◆ GOAL:
Please rescale the answer coordinates by 1.35, rounding to whole numbers with halves going up, and write out every line from the line with "Practice. Indicate each instance of the parked pickup" to the line with "x=327, y=291", both included, keeping all other text unchanged. Give only those lines and leave the pictures out.
^^^^
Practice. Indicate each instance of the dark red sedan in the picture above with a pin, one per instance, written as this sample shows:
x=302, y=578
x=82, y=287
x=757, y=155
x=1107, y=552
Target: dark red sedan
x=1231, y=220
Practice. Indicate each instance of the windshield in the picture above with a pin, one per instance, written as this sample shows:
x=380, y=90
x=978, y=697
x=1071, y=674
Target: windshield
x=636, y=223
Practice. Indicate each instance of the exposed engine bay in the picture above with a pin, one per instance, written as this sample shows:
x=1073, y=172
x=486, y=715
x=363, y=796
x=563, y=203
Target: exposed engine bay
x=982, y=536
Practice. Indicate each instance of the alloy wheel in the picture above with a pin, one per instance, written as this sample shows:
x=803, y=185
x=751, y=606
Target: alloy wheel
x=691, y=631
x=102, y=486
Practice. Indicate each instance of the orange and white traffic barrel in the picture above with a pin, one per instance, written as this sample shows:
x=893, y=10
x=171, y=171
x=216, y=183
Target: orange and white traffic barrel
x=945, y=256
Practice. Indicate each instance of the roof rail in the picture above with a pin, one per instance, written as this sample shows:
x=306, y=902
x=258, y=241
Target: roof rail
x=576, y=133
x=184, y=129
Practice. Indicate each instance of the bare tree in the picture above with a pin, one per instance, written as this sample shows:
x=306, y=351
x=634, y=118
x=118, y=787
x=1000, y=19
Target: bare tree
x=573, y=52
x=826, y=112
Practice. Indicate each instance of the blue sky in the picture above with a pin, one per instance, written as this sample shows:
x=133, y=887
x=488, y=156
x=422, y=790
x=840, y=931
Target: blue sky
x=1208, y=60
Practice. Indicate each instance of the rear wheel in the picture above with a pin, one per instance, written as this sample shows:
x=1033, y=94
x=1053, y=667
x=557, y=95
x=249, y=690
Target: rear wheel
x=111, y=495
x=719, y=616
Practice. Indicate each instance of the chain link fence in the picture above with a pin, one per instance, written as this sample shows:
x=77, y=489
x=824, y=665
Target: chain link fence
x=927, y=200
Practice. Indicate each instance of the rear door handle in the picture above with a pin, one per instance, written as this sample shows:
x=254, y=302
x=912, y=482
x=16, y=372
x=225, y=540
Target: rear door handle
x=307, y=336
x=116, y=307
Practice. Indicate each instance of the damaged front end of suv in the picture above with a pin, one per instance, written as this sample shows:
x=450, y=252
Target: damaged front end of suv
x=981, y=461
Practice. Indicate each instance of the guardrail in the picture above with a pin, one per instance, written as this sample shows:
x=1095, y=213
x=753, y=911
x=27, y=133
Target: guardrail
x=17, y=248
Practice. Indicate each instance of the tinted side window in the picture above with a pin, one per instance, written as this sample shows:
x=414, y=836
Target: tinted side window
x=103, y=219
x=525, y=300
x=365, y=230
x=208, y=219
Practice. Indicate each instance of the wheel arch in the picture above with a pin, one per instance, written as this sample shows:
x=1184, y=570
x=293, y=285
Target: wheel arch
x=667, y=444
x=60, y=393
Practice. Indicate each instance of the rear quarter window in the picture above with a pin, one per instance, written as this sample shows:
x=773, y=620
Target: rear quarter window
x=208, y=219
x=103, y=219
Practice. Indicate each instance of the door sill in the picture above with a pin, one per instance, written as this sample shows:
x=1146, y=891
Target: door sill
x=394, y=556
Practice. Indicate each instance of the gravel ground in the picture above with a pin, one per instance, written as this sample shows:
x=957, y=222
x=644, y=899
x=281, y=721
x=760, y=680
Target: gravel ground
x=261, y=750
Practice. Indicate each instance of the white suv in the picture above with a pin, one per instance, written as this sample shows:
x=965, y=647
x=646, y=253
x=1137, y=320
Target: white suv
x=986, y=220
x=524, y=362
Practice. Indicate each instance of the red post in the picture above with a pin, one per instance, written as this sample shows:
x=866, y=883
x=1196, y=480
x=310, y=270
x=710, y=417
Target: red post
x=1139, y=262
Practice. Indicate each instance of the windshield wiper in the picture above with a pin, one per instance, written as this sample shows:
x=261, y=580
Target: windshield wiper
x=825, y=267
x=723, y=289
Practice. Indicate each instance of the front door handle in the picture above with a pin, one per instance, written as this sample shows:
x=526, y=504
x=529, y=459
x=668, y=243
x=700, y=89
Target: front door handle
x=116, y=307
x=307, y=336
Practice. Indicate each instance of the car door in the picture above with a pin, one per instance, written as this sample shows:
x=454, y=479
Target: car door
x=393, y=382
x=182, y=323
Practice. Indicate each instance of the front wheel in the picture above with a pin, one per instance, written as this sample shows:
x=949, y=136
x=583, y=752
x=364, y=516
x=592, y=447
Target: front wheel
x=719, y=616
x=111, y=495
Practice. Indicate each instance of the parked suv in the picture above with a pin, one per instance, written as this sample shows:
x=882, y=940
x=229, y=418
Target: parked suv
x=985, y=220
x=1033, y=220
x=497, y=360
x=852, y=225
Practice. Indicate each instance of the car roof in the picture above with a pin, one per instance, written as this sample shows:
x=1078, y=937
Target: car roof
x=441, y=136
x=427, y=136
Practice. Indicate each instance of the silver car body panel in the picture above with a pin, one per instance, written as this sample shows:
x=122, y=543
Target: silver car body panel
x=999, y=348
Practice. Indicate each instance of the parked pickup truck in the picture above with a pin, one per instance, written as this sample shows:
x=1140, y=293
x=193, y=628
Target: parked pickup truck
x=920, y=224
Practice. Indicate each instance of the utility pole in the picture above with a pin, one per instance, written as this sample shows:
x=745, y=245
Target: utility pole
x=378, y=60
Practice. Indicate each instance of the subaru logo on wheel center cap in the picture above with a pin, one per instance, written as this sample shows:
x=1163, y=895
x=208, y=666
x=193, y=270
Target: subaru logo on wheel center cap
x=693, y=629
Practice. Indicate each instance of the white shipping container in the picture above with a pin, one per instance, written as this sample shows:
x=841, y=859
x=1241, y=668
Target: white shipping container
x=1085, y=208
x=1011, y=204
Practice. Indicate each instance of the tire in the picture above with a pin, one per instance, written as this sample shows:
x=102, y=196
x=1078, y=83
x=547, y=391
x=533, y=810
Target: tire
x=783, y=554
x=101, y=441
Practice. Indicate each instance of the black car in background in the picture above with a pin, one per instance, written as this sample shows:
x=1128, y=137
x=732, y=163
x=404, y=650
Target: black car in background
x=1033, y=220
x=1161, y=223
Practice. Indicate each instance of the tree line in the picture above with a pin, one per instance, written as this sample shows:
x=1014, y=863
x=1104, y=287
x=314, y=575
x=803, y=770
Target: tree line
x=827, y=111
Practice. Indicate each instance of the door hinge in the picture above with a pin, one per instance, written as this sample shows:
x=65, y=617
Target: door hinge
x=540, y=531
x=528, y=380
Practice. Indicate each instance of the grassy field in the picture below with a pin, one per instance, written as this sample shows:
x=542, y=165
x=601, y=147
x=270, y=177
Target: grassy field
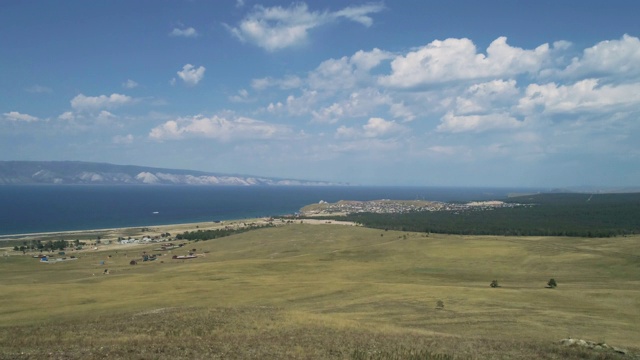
x=327, y=291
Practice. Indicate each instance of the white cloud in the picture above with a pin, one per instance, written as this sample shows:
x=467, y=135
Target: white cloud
x=39, y=89
x=188, y=32
x=608, y=58
x=288, y=82
x=129, y=84
x=241, y=96
x=360, y=13
x=347, y=72
x=19, y=117
x=477, y=123
x=458, y=59
x=276, y=28
x=358, y=104
x=67, y=116
x=123, y=139
x=218, y=128
x=105, y=117
x=82, y=102
x=191, y=75
x=583, y=96
x=374, y=128
x=487, y=97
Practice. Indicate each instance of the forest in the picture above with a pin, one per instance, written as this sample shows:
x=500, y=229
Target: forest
x=552, y=214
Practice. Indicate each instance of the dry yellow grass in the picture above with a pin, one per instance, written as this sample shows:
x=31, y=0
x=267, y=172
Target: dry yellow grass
x=336, y=281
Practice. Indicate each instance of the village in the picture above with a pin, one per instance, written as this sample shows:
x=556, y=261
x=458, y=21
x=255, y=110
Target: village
x=397, y=207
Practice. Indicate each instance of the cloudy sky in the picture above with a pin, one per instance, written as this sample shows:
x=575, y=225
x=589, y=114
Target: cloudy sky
x=403, y=92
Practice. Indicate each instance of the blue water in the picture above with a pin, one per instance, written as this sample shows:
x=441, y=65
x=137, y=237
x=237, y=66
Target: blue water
x=48, y=208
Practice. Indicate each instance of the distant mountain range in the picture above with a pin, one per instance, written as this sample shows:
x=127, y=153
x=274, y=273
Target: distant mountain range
x=77, y=172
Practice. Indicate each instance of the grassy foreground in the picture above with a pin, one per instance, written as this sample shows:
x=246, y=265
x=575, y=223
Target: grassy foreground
x=328, y=292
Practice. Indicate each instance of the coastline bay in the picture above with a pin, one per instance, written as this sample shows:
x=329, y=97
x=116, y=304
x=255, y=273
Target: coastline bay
x=60, y=208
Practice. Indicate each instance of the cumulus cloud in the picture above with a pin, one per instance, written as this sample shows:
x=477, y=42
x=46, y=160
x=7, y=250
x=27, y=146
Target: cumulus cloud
x=477, y=123
x=218, y=128
x=276, y=28
x=19, y=117
x=583, y=96
x=358, y=104
x=88, y=103
x=288, y=82
x=374, y=128
x=67, y=116
x=241, y=96
x=191, y=75
x=129, y=84
x=487, y=97
x=187, y=32
x=38, y=89
x=458, y=59
x=608, y=58
x=123, y=139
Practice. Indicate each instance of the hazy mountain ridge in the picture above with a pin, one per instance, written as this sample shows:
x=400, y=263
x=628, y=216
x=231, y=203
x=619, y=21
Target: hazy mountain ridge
x=77, y=172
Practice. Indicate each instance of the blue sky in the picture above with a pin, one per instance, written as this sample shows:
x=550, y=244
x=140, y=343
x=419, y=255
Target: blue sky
x=463, y=93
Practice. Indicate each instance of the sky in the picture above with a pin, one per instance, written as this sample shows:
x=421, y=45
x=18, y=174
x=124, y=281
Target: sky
x=498, y=93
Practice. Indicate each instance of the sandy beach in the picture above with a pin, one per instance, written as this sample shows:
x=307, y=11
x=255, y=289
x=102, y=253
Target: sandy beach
x=109, y=237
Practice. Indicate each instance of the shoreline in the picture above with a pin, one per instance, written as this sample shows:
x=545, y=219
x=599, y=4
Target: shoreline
x=112, y=234
x=139, y=228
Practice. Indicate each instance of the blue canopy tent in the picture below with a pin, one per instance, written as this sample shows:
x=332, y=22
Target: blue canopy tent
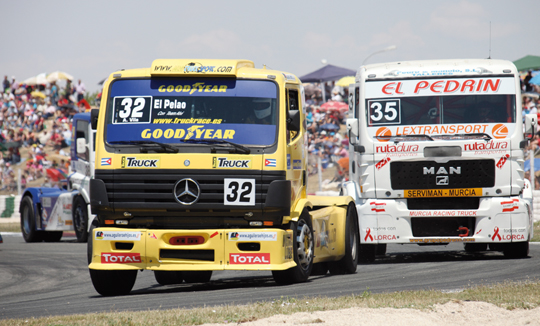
^^^^
◆ FINAL ANSWER:
Practice. Indicate each instance of the parked pickup truck in the picture above with a pin, one per instance, written as this sample shows:
x=1140, y=293
x=193, y=628
Target: parked pickup truck
x=1242, y=302
Practice. Indicate each instance of the utility pole in the picture above with a pin, one per instance, written as this sample shows:
x=745, y=245
Target: utility pole
x=510, y=81
Practice. Indicate each instance of the subaru logo on wheel center cap in the picture above with a pin, one per instance, written as this sample shows:
x=1163, y=895
x=208, y=666
x=193, y=270
Target: subaru logo on wheel center cap
x=936, y=849
Practice. Indicate each instance of the white shipping container in the picture above with a pin, one per instance, written as this sample shows:
x=841, y=859
x=1241, y=668
Target: white shipping container
x=1465, y=281
x=1365, y=275
Practice. Indicate each instance of the tire in the picture above with a pin, one per instance, written as this sample shows:
x=102, y=196
x=1078, y=83
x=547, y=391
x=533, y=810
Target: tire
x=1057, y=748
x=136, y=595
Practice. Indicate each instance of the black car in background in the picture above with a pin, one per instance, written as this sample shows:
x=1128, y=137
x=732, y=163
x=404, y=650
Target: black car in background
x=1395, y=297
x=1567, y=301
Practice. Indicate each instance of the tree line in the picture above with a pin, one per instance, written as this sample shows:
x=1014, y=863
x=1104, y=287
x=314, y=575
x=803, y=770
Target: tree line
x=1116, y=150
Practice. Indicate each instance of the door hinge in the picture above with a pin, one per instance, written as this sample shows:
x=65, y=617
Target: door hinge
x=729, y=717
x=713, y=513
Practice. Indicate each instance of the grassy field in the picture below with a pin, one per instance, written as this sample shows:
x=542, y=165
x=601, y=147
x=270, y=177
Target: grassy field
x=441, y=393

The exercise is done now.